LESETEXT:
---------------
Die Bekanntheit und die Anwendung von virtueller Realität (VR) steigert sich nur langsam. Dennoch wird sie stark von grösseren Firmen gefördert. Keine dieser Firmen kann es sich erlauben, den Anschluss zu verpassen, wenn sie den Durchbruch in den Massenmarkt schafft. Und so macht die Technik, unbekannt für die breite Öffentlichkeit, weiterhin grosse Fortschritte.
International und auch in der Schweiz werden Produktentwicklungen für VR vorangetrieben. Die VR-Technik findet viele Anhänger im Weiterbildungs- und Ausbildungsbereich in Branchen, in denen Fehler teuer zu stehen kommen können. Sie kann praktische Anwendungen mit hohem Realitätsgrad simulieren, und ermöglicht den Benutzern, ihre Fähigkeiten situationsbezogen zu trainieren und anzuwenden.
Mit dem Projekt «Viagg-io» wird der Einsatz von VR für die Verwendung im Sprachenunterricht untersucht und exemplarisch umgesetzt. «Viagg-io» soll Schüler:innen einen Ausflug in die Kultur und Regionen der italienischsprachigen Schweiz — dem Kanton Tessin und Italienischbünden — ermöglichen. Unser Forschungsprojekt zielt darauf ab, Erfahrungen in der Produktion hochimmersiver VR zu sammeln, Methoden zu verfeinern und ein lauffähiges Produkt für die Nutzung an Schulen auf der Basis von Unity zu entwickeln. Die Umsetzung von «Viagg-io» ist geprägt durch einen sorgfältig aufeinander abgestimmten Medienmix, der auf ein möglichst realitätsnahes Erlebnis abzielt. Die dafür produzierten Medien sind für moderne VR-Brillen ohne Kabel ausgelegt, um einen flexiblen Einsatz zu gewährleisten.
---------------
ZU PRÜFENDES MATERIAL:
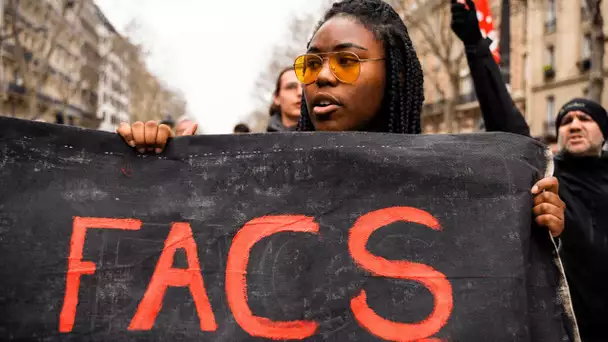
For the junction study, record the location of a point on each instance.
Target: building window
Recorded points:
(526, 68)
(586, 47)
(551, 56)
(59, 118)
(584, 9)
(550, 23)
(550, 108)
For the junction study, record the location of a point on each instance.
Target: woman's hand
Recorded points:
(149, 136)
(548, 207)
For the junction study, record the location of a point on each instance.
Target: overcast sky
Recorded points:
(210, 49)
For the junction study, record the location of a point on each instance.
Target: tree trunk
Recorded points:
(32, 104)
(596, 73)
(452, 101)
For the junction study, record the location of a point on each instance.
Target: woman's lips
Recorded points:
(325, 110)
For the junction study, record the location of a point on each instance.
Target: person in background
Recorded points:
(372, 81)
(497, 107)
(286, 102)
(551, 141)
(169, 122)
(582, 171)
(241, 128)
(185, 126)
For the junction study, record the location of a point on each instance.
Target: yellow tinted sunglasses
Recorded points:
(344, 65)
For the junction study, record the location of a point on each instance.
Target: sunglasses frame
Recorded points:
(322, 57)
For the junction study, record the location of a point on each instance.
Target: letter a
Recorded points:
(165, 275)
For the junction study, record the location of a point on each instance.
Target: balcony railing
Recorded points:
(549, 72)
(550, 25)
(584, 64)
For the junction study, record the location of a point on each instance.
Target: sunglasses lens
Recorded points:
(346, 66)
(307, 68)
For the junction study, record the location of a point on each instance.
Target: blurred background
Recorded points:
(96, 63)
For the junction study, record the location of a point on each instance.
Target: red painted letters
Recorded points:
(236, 277)
(78, 267)
(433, 280)
(255, 230)
(165, 275)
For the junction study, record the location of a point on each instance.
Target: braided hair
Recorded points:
(403, 93)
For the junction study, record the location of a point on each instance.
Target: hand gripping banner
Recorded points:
(308, 236)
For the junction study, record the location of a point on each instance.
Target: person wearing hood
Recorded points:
(582, 171)
(286, 102)
(582, 128)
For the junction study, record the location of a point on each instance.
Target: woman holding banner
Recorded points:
(373, 82)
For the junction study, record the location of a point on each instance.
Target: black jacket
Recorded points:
(276, 124)
(497, 107)
(584, 243)
(584, 189)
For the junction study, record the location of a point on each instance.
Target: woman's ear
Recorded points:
(275, 100)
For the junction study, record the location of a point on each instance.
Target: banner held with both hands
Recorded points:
(307, 236)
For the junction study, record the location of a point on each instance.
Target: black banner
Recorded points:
(312, 236)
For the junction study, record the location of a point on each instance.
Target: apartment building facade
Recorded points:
(41, 61)
(67, 64)
(549, 62)
(558, 59)
(114, 91)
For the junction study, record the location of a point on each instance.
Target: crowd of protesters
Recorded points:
(361, 73)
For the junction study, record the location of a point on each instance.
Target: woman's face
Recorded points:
(352, 106)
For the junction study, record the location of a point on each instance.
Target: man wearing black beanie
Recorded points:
(582, 127)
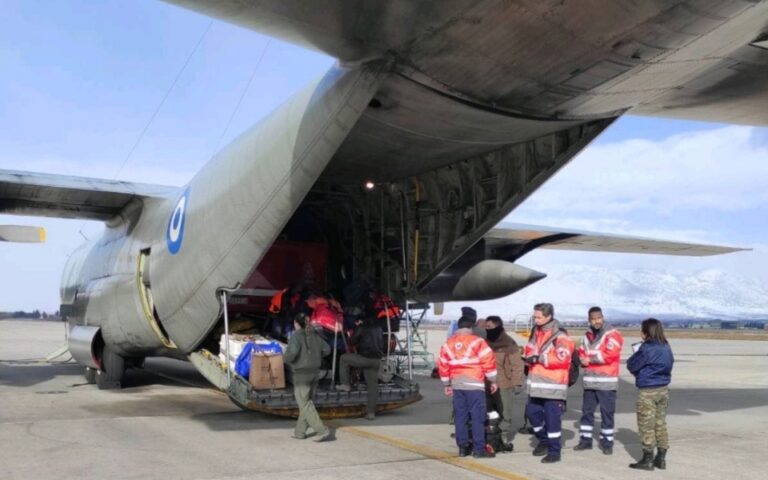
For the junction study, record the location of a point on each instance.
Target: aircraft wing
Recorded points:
(21, 234)
(45, 195)
(704, 60)
(515, 240)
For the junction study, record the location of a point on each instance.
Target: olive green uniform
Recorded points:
(304, 355)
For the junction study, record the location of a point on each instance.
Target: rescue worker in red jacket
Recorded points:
(548, 354)
(464, 364)
(599, 353)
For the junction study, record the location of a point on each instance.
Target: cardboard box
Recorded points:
(267, 372)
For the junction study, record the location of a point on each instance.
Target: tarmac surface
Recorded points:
(168, 423)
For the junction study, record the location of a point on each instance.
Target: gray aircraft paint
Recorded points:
(483, 82)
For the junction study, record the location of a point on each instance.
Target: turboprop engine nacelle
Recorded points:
(486, 280)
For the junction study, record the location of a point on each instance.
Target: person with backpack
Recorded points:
(652, 365)
(548, 355)
(368, 339)
(465, 363)
(304, 354)
(600, 354)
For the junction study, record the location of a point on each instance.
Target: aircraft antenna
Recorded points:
(242, 96)
(157, 109)
(162, 102)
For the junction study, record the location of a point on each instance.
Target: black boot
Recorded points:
(583, 445)
(646, 463)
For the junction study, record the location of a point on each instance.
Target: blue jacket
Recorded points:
(652, 365)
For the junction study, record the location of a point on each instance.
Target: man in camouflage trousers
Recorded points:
(652, 406)
(651, 364)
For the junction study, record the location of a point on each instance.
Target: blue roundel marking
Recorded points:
(174, 234)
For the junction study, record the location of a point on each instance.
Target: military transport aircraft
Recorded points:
(439, 118)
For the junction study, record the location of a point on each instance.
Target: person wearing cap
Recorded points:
(510, 378)
(600, 354)
(548, 355)
(465, 363)
(304, 355)
(467, 312)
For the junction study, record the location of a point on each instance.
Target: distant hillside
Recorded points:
(637, 293)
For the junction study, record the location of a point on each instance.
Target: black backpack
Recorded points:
(573, 372)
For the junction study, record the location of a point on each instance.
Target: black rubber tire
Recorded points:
(112, 370)
(90, 375)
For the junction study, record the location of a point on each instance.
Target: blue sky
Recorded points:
(81, 80)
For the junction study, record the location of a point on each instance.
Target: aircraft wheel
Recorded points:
(90, 375)
(112, 372)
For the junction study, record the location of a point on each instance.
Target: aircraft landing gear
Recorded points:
(112, 370)
(90, 375)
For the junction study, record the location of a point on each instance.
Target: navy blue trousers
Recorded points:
(469, 405)
(546, 417)
(607, 401)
---------------
AUFGABE 1:
Ersetzen Sie im Lesetext über virtuelle Realität in der Passage von „International und auch“ bis „trainieren und anzuwenden.“ das Wort „Anhänger“ durch „Befürworter“, und geben Sie diese Passage vollständig wieder.
AUFGABE 2:
Führen Sie den Lesetext über virtuelle Realität im Sprachenunterricht im Anschluss an seinen letzten Satz fort.

LÖSUNG 1:
International und auch in der Schweiz werden Produktentwicklungen für VR vorangetrieben. Die VR-Technik findet viele Befürworter im Weiterbildungs- und Ausbildungsbereich in Branchen, in denen Fehler teuer zu stehen kommen können. Sie kann praktische Anwendungen mit hohem Realitätsgrad simulieren, und ermöglicht den Benutzern, ihre Fähigkeiten situationsbezogen zu trainieren und anzuwenden.

LÖSUNG 2:
«Viagg-io» soll die italienische Sprache und lokalspezifische Kultur hautnah erlebbar machen. Hierzu wurden Schauspieler ausgewählt, die dies repräsentieren, und in Situationen an ausgewählten Orten gestellt. Die Situationen sind so gestaltet, dass die Anwender:innen durch Sprechen und Handeln den Fortgang der Reise beeinflussen und darüber Italienisch üben (multilineares Storytelling).
Die Schauspieler sind mithilfe holografischer (3D-)Techniken aufgenommen, wodurch Mimik, Gestik, Kleidung und Aussehen originalgetreu wiedergegeben werden. Die lokalspezifische italienische Aussprache aus den Sprachaufnahmen trägt zur Authentizität bei.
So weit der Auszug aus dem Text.